- Material provided
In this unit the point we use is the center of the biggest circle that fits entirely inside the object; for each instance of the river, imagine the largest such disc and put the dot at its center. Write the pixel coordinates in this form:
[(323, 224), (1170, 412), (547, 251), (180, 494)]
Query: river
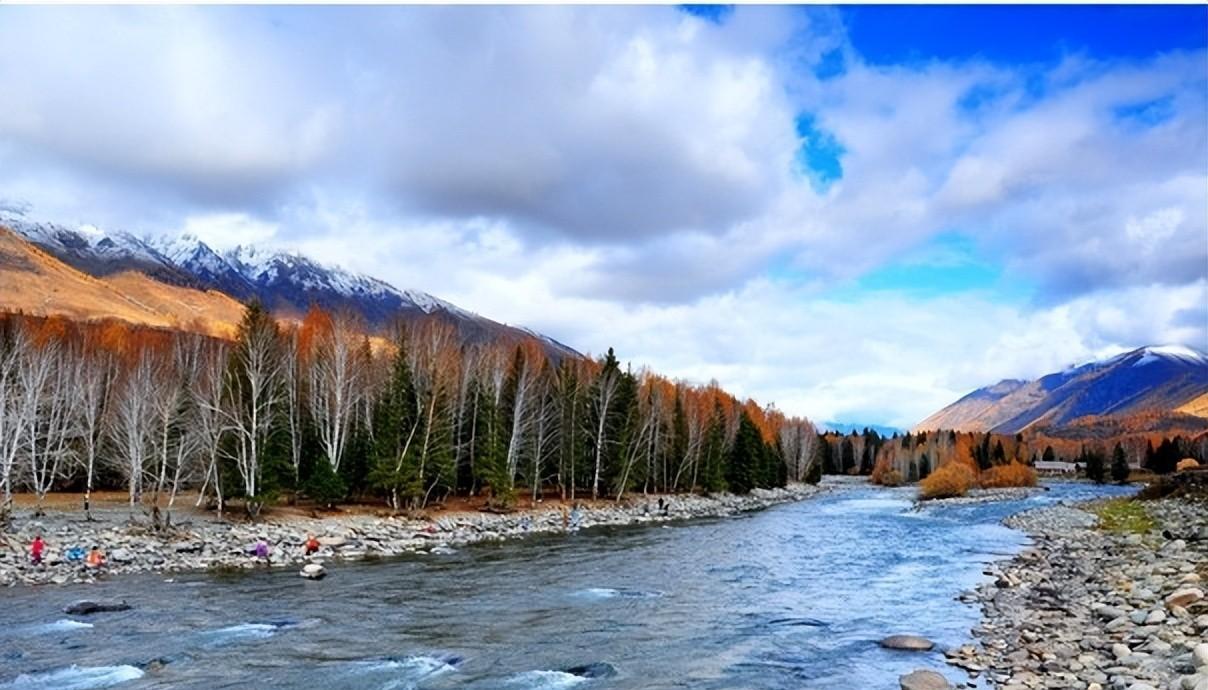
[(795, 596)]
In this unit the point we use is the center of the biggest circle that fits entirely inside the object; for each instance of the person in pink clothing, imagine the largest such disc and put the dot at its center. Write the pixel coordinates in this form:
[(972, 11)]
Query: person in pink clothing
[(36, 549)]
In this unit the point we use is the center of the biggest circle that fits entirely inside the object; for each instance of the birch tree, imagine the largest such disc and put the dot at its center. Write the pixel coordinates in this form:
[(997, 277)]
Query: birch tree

- Directions for this task
Retype every one of the records above verbatim, omitting the pictures.

- Written response
In this unit the point we use is the center of the biggest circle that fits entirely inside the object; for each instance of the river, imagine the largest such disc and put the dot at its center. Write the pixel coordinates in this form:
[(323, 224), (1170, 412), (547, 251), (180, 494)]
Query: river
[(795, 596)]
In this unit the point we use is the center of the biggest circle that fits entirely inside the object; for each instance of the person in pink clothing, imagine the largest such disc and put the dot at its center. Write the pixel coordinates in this form:
[(972, 11)]
Query: person in pink clothing
[(36, 549)]
In this unit the point we use is the center of the biggest circle that fits entirely inside the object; for each instance of the birch tree, imagine the largest such disc and put the dot at its center. Write the pixel coordinates in this form:
[(997, 277)]
Query: birch tree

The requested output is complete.